Task goal:
Render every line of the data below as a JSON list of strings, one string per line, with blank lines and pictures left out.

>> start Provided entries

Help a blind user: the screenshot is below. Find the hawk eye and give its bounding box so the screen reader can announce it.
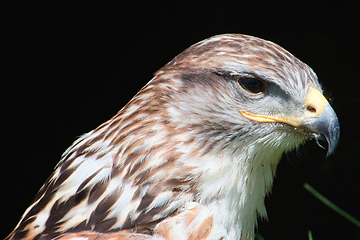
[238,77,265,94]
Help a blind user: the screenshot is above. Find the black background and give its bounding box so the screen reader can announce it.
[1,1,360,240]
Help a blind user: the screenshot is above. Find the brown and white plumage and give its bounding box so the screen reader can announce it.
[8,34,339,240]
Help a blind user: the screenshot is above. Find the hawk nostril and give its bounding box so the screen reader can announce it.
[306,106,316,113]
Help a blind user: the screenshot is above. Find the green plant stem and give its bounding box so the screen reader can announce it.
[304,183,360,228]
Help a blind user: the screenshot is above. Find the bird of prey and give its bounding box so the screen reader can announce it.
[7,34,340,240]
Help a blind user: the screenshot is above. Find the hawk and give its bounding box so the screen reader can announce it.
[7,34,340,240]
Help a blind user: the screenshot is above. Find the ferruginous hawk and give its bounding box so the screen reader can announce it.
[7,34,340,240]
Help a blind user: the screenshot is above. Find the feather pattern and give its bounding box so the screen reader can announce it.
[7,34,320,240]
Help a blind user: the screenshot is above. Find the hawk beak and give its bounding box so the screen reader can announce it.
[240,87,340,157]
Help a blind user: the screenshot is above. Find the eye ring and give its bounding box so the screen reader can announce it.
[237,77,266,95]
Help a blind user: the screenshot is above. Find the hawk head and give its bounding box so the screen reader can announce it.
[9,34,339,239]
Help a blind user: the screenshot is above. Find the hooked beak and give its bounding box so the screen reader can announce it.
[240,87,340,157]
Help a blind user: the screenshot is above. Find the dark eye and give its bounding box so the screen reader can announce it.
[238,78,265,94]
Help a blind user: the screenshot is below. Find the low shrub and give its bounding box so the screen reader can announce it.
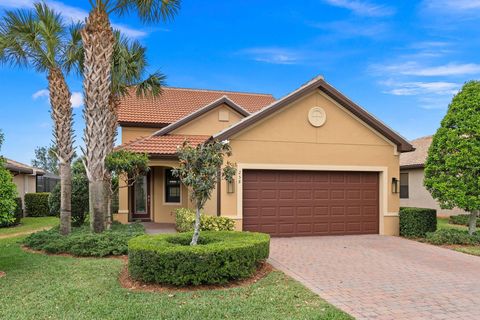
[448,214,480,227]
[128,231,270,286]
[426,229,480,245]
[175,208,235,232]
[24,192,50,217]
[23,223,145,257]
[399,207,437,238]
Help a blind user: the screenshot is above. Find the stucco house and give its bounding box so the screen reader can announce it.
[400,136,466,216]
[4,158,60,209]
[115,77,413,236]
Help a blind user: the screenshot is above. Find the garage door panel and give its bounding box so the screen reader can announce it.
[243,170,379,236]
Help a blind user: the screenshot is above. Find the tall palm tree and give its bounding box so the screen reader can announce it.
[81,0,181,232]
[66,24,165,227]
[0,3,74,235]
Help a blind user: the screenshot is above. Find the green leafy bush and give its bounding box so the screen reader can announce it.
[24,223,145,257]
[0,157,17,227]
[175,208,235,232]
[448,214,480,227]
[426,229,480,245]
[128,231,270,286]
[48,160,89,227]
[25,192,50,217]
[399,207,437,238]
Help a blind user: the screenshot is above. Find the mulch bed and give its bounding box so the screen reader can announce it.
[118,262,273,292]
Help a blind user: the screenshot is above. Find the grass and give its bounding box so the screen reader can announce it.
[0,217,58,238]
[0,238,352,320]
[437,218,480,256]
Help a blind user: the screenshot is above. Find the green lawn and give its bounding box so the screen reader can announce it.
[0,238,352,319]
[0,217,58,238]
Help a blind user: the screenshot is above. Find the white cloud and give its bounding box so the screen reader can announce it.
[239,47,302,64]
[323,0,395,17]
[70,91,83,108]
[0,0,147,38]
[381,80,461,96]
[32,89,83,108]
[371,61,480,77]
[32,89,49,100]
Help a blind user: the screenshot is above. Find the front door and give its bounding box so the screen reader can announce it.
[131,173,150,221]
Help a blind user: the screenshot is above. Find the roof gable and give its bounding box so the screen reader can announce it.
[118,87,275,127]
[153,96,250,136]
[212,77,414,152]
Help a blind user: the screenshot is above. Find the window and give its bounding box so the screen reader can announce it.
[165,169,180,203]
[400,173,408,199]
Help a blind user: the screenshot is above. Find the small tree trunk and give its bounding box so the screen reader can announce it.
[60,163,72,235]
[190,205,200,246]
[468,211,478,235]
[88,180,106,233]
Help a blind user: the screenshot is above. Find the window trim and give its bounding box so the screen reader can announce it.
[162,168,183,206]
[399,172,410,199]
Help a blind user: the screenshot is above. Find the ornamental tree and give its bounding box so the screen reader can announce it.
[424,81,480,234]
[173,141,236,246]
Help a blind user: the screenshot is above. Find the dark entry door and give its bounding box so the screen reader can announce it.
[131,172,150,220]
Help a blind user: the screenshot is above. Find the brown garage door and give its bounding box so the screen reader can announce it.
[243,170,379,236]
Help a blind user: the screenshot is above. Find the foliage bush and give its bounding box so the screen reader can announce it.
[426,229,480,245]
[128,231,270,286]
[24,192,50,217]
[23,223,145,257]
[48,160,89,227]
[448,214,480,227]
[175,208,235,232]
[399,207,437,238]
[0,157,17,227]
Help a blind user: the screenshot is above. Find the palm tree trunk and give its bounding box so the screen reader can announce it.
[48,69,74,235]
[81,3,114,232]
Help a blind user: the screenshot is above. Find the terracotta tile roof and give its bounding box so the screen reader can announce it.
[400,136,432,168]
[118,135,210,156]
[118,87,275,127]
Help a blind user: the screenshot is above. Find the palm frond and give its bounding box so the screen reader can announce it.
[110,0,181,22]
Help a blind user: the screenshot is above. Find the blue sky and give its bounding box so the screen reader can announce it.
[0,0,480,163]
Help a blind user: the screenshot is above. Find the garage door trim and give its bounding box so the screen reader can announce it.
[236,163,390,234]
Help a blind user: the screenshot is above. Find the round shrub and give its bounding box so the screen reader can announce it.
[399,207,437,238]
[128,231,270,286]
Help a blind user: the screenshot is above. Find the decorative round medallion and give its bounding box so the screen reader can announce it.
[308,107,327,127]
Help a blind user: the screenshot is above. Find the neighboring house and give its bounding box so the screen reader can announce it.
[4,158,60,206]
[400,136,466,216]
[115,77,412,236]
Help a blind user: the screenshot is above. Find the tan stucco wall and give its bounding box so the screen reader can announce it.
[172,104,243,135]
[13,174,37,206]
[121,127,159,143]
[221,91,399,235]
[400,168,466,216]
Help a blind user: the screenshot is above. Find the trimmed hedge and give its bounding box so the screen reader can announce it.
[23,223,145,257]
[426,229,480,245]
[448,214,480,227]
[128,231,270,286]
[399,207,437,238]
[175,208,235,232]
[25,192,50,217]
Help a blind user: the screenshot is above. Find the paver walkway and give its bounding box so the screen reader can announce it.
[270,235,480,320]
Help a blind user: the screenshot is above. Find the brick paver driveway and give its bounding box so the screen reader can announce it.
[270,235,480,320]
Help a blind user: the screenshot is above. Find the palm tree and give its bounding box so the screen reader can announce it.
[66,25,165,228]
[81,0,180,232]
[0,3,74,235]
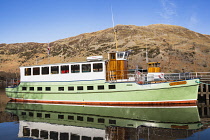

>> end Provided entries

Answer to the exercise:
[
  "Help a blind user: the screenshot is below. Find the hawk eye and give its bounding box so the screen reader can announce it.",
  "[238,77,265,94]",
  "Help a blind user: the screenshot is above. Find the black background and give its bounding box so the screen reader can announce it.",
  "[1,1,360,240]",
  "Help a blind user: the screenshot is above. Find the brown and white plumage and give its bounding box so the screen reader can announce it.",
  "[8,34,339,240]",
  "Help a blind user: the screenshot is above. Find the hawk nostril and give its bounding box so the screen reader can announce it.",
  "[306,106,316,113]",
  "Help a blind user: the screenshot is above. Find the green plant stem and give its bounding box so the screen reader can announce it.",
  "[304,183,360,228]",
  "Help a blind user: the screenshot is above. Find the bird of prey and give its bounding box so the screen reader can announce it.",
  "[7,34,340,240]",
  "Help a blind user: the screenshot is above. Find the hawk and give its bounding box so the screen reader can announce it.",
  "[7,34,340,240]",
  "Help a blind user: the screenshot is above. Find the ferruginous hawk and give its bounding box so the screen reader can announce it.",
  "[7,34,340,240]",
  "Help a blind user: the screenshot is above. Find the feather pattern and give its bounding box so the screen reader can announce it.",
  "[7,34,320,240]",
  "Help a blind user: the screenshot is above. Find the hawk beak and give its bounding box so the screen reader can announce it.",
  "[240,87,340,157]",
  "Help a blind user: the screenshot is above. Find the eye ring and give its bounding box so the screen reader can announce it.",
  "[237,77,266,95]",
  "Help a blind user: the screenshot is above. Find the hawk head and give its bounding box so the screen reader can announce it.",
  "[9,34,339,239]",
  "Help a blind user: the screenshot is above. Find the hooked beak and give its bounding box so the screen reader can announce it.",
  "[240,87,340,157]",
  "Help a blind user: the screenshot is above. Find the dark eye and give its bounding box so the screen reader can announce it.",
  "[238,78,265,94]",
  "Help a blind user: the screenshot is below. Find the low shrub and give its bounding box so the screen reader can announce it.",
  "[448,214,480,227]",
  "[128,231,270,286]",
  "[426,229,480,245]",
  "[175,208,235,232]",
  "[24,192,50,217]",
  "[23,223,145,257]",
  "[399,207,437,238]",
  "Help a blind user: the screenshot is above. Find the stucco house and give its bounding box so the screen reader can announce it.",
  "[400,136,466,216]",
  "[4,158,60,209]",
  "[115,77,413,236]",
  "Help a blind user: the screenshot is above. Find the garage door panel and give its bounding box so the screen reader can announce it.",
  "[243,170,379,236]",
  "Help a blind user: the screenshot is above. Find the tall palm tree and give its bounding box so the screen reader can announce it.",
  "[81,0,181,232]",
  "[66,24,165,227]",
  "[0,3,74,235]",
  "Help a blind user: the screenshot is above. Find the green leafy bush and give its bounding box so the screen reader can announce it.",
  "[24,223,145,257]",
  "[0,157,17,227]",
  "[175,208,235,232]",
  "[448,214,480,227]",
  "[426,229,480,245]",
  "[128,231,270,286]",
  "[48,160,89,227]",
  "[25,192,50,217]",
  "[399,207,437,238]",
  "Help a blind user: the screenshot is above. Find the mulch bed and give its bounding box so the screen reader can announce it.",
  "[118,262,273,292]",
  "Help a blind user: the screenshot is above. Find the grass and give its bounding box so the screen reader can announce it.",
  "[0,217,58,238]",
  "[0,238,352,320]",
  "[437,218,480,256]",
  "Help a blind user: the screenshot is above. Find the green lawn and give its bounding box so the screen reader can announce it.",
  "[0,238,352,319]",
  "[0,217,58,238]",
  "Help a blind user: the screenshot is above. Find the white cloud and give its bounding box so the screen reader can announce it.",
  "[239,47,302,64]",
  "[323,0,395,17]",
  "[70,91,83,108]",
  "[0,0,147,38]",
  "[381,80,461,96]",
  "[32,89,83,108]",
  "[371,61,480,77]",
  "[32,89,49,100]",
  "Help a blind user: the screenshot is above. Find the front door and give its bounding box so the screen reader can announce it.",
  "[131,173,150,221]",
  "Help a blind user: the screenshot is above. Find the roof gable and give its bounding box so the screen reader can announce it.",
  "[118,87,275,127]",
  "[153,96,250,136]",
  "[212,77,414,152]",
  "Help a blind user: the screenshot is above. Find the window and give its bounding box so the screen reader can announce it.",
  "[165,169,180,203]",
  "[400,173,408,199]",
  "Help a blind user: the screenshot is above. Find the small tree trunk and give its bounding box so the screen reader can announce it.",
  "[60,163,72,235]",
  "[190,205,200,246]",
  "[468,211,478,235]",
  "[88,180,106,233]",
  "Help a blind user: the screenshot is above. Find the window trim and give its bounding box so the screen reader can announce it.",
  "[162,168,183,206]",
  "[399,172,410,199]",
  "Help a blind user: the screenshot is above. Find the ornamental tree and give its bounding box so the screen reader can announce it.",
  "[424,81,480,234]",
  "[173,141,236,246]",
  "Help a blind user: the screenshot is above. Find the dark entry door and give its bounding box so the screen reader can announce it.",
  "[131,172,150,220]",
  "Help a blind user: the screenshot is above. Find the brown garage door and give its bounding box so the screen reader can announce it.",
  "[243,170,379,236]",
  "Help a blind user: the screenshot is above. Find the foliage bush and give its bounding box so the screen reader can announce it.",
  "[426,229,480,245]",
  "[128,231,270,286]",
  "[24,192,50,217]",
  "[23,223,145,257]",
  "[48,160,89,227]",
  "[448,214,480,227]",
  "[175,208,235,232]",
  "[399,207,437,238]",
  "[0,157,17,227]",
  "Help a blind user: the screenshot is above. Find the palm tree trunk and give its bounding box so the screen reader can announce it.",
  "[48,69,74,235]",
  "[81,3,114,232]",
  "Help a blind user: the screenshot is above. Find the terracotta tile roof and give its bounding box so the screen reader can announce it.",
  "[400,136,432,168]",
  "[118,135,210,156]",
  "[118,87,275,127]",
  "Help a blind user: the screenshot is above. Find the palm frond and give its bounding box so the screen reader can announce it.",
  "[110,0,181,22]",
  "Help a blind user: the screenshot is above. Find the blue sky and give its bounding box so the screen reader can announce it.",
  "[0,0,480,163]",
  "Help a blind user: the screenshot is above. Find the garage door trim and give its bounding box so the screen reader can announce it.",
  "[236,163,390,234]",
  "Help a blind user: the screenshot is above. Find the round shrub and give its bounding box so the screen reader can announce it.",
  "[399,207,437,238]",
  "[128,231,270,286]",
  "Help a blind user: the screenshot is above. Find the decorative round medallion and give its bounding box so the screen reader can announce it.",
  "[308,107,327,127]",
  "Help a blind user: the screenshot is above. Find the neighboring house and give its bounding box so the screen reader can announce it.",
  "[4,158,60,206]",
  "[400,136,466,216]",
  "[115,77,412,236]",
  "Help a blind user: the screenshot is above. Find the tan stucco wall and give its bounding box so the screen reader can announce it.",
  "[172,104,243,135]",
  "[13,174,37,206]",
  "[121,127,159,143]",
  "[221,91,399,235]",
  "[400,168,466,216]",
  "Help a blind user: the screenshot is above. Find the trimmed hedge and give its bounding box so the screen reader can announce it.",
  "[23,223,145,257]",
  "[426,229,480,245]",
  "[448,214,480,227]",
  "[128,231,270,286]",
  "[399,207,437,238]",
  "[175,208,235,232]",
  "[25,192,50,217]",
  "Help a blind user: the screenshot is above. Find the paver walkway and give its bounding box so the screen reader can announce it.",
  "[270,235,480,320]",
  "Help a blind user: the screenshot is above. Find the brick paver driveway and give its bounding box so the screen reader can announce it.",
  "[270,235,480,320]",
  "Help a blind user: the screenshot is above. Find the palm tree and give its bounding box so the screen reader can announce it.",
  "[66,25,165,228]",
  "[81,0,180,232]",
  "[0,3,74,235]"
]